> _Task objective_:
Convert the material below into a two-column CSV with the headers prompt_text and answer, giving one row for each thing asked along with its reply. Wrap every field in double quotes and replace any line breaks inside a field with spaces.

┌──

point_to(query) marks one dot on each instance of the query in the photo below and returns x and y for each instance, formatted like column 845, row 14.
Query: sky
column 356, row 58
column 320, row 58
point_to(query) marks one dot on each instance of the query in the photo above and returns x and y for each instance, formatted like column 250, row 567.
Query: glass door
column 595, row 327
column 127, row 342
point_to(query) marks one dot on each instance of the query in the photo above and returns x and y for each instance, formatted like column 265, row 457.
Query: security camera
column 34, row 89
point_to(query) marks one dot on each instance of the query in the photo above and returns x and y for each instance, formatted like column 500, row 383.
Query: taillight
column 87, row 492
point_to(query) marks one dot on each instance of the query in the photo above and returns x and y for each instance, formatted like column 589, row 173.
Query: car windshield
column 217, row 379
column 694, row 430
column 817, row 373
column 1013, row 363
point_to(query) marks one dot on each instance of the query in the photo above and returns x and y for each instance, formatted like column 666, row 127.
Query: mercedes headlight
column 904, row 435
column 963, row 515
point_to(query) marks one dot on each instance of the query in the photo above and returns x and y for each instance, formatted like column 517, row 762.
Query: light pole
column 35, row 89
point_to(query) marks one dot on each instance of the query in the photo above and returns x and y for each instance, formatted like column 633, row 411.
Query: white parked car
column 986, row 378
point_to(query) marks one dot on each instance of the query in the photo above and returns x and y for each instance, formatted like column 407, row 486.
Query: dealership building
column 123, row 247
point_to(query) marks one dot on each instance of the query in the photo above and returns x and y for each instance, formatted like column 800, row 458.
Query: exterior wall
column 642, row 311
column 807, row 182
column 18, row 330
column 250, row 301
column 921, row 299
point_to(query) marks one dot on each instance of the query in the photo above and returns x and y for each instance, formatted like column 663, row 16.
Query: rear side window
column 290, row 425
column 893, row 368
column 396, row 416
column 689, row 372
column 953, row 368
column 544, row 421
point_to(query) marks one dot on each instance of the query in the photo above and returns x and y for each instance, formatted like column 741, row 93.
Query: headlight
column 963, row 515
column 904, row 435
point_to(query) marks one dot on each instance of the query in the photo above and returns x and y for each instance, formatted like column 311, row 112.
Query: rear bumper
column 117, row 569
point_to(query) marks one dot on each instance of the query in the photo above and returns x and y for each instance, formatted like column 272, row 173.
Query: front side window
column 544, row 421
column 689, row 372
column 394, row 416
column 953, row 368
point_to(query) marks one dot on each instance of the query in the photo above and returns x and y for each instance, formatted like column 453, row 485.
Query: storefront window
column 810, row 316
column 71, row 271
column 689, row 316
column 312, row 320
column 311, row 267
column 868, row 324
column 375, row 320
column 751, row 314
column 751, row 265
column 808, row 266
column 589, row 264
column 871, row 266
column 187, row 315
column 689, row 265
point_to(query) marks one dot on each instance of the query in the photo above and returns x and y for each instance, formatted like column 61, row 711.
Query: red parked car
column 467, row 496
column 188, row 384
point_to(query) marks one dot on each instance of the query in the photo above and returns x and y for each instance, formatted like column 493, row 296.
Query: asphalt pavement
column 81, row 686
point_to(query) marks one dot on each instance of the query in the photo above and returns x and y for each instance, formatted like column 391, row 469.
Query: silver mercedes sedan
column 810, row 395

└──

> _Written solution_:
prompt_text,answer
"point_to(query) marks one dot on each instance of the query in the photo below and returns x and y for each instance, formatted like column 845, row 14. Query: sky","column 356, row 58 column 320, row 58"
"point_to(query) marks one dot on each instance of the query in the photo above and returns x and y for each instance, formatted like column 250, row 567. Query: glass door","column 595, row 327 column 127, row 342"
"point_to(query) marks one dot on each instance of the query in the photo above and returns x and y for each instance, formatted like column 265, row 457. Query: security camera","column 34, row 89"
"point_to(query) marks one dot on each instance of the query in the photo above and returns x and y for each instance, formatted like column 500, row 383. Query: taillight","column 87, row 492"
"point_to(query) marks one dot on each instance of the query in the photo above and returns x and y for each instance, formatted like column 589, row 173. Query: car windshield","column 217, row 379 column 694, row 430 column 817, row 373 column 1013, row 363"
"point_to(query) marks one dot on each instance of the query in the photo above and returns x and y for each instance, formatted like column 666, row 127. Query: mercedes headlight","column 904, row 435 column 963, row 515"
"point_to(query) marks one dot on each instance of the query in the photo above and returns x and y for each instance, formatted like column 517, row 762. Query: light pole","column 35, row 89"
"point_to(query) marks one dot on each instance of the query in the photo above and returns x and y for each instance, formatted like column 633, row 411. Query: white parked car","column 986, row 378"
"point_to(query) marks one dot on each instance of the query in the photo above and returns x and y for each instance, formatted like column 407, row 486. Query: dealership building","column 123, row 247"
"point_to(query) marks one dot on each instance of the query in the photo above and returns x and y for each instance, formatted like column 800, row 458. Query: exterior wall","column 642, row 311 column 807, row 182 column 18, row 330 column 250, row 301 column 921, row 299"
"point_to(query) marks one dot on each instance of the query in the photo above and returns x and y for each instance, formatted like column 663, row 16. Query: rear side window","column 290, row 425 column 893, row 368 column 396, row 416 column 689, row 372 column 953, row 368 column 544, row 421"
"point_to(query) marks one dot on each instance of the query in the photo above and returns x and y for each instance, formatted like column 741, row 93. Query: headlight","column 963, row 515 column 904, row 435"
"point_to(query) marks one dot on each instance of the query in the photo above and returns x and y for each instance, formatted like column 311, row 112. Query: rear bumper","column 117, row 569"
"point_to(query) marks one dot on each instance of the query in the photo above and returns x and y for each instance, formatted like column 272, row 173. Query: front side window","column 544, row 421 column 689, row 372 column 394, row 416 column 953, row 368"
"point_to(query) marks one dot on each instance of the query in the photo above and returns x and y for each instance, formatted like column 453, row 485. Query: storefront window","column 810, row 316 column 71, row 271 column 689, row 316 column 312, row 320 column 311, row 267 column 868, row 324 column 375, row 320 column 751, row 314 column 751, row 265 column 808, row 266 column 589, row 264 column 871, row 266 column 187, row 315 column 689, row 265"
"point_to(query) marks one dot on each instance of the query in the photo above and returns x and y for each instance, formatted like column 61, row 711. Query: red parked car","column 467, row 496 column 188, row 384"
"point_to(query) marks one dot on each instance of the query in the photo above and returns x and y for each instance, formatted like column 493, row 296. Query: asphalt pavement","column 81, row 686"
"point_to(query) marks one dot on each instance of the query in the photo above and returns x and y for each instance, formatted like column 391, row 469. Query: silver mercedes sedan","column 810, row 395"